> TASK BRIEF
Please reproduce each of the following records word for word, with every line unchanged and in its original order.
-- Start EXTRACTED DATA --
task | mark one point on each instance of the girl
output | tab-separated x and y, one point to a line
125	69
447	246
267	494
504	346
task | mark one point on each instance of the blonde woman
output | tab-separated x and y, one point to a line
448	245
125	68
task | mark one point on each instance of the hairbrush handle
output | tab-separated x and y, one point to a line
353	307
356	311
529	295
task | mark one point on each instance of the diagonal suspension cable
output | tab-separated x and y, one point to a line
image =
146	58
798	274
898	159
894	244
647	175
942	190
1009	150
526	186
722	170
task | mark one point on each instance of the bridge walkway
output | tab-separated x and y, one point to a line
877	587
-- End EXTRACTED DATA --
> RESPONSE TO THE EXERCISE
task | mark one point on each instance of the girl
output | tab-separated x and y, one point to a line
125	69
447	246
267	494
504	346
task | mark one point on each instance of the blonde woman
output | tab-separated x and y, one point to a line
448	245
125	68
task | mark one point on each instance of the hairbrush handle
output | tab-separated x and y, one point to a line
353	307
356	311
529	295
task | mark one point on each instance of the diagonal suspension cable
output | tab-separated x and y, one point to a line
image =
146	58
798	274
898	159
894	244
647	175
942	190
1009	150
526	186
722	170
task | mark one point on each instance of the bridge walkway
output | tab-separated x and y, one point to a line
877	587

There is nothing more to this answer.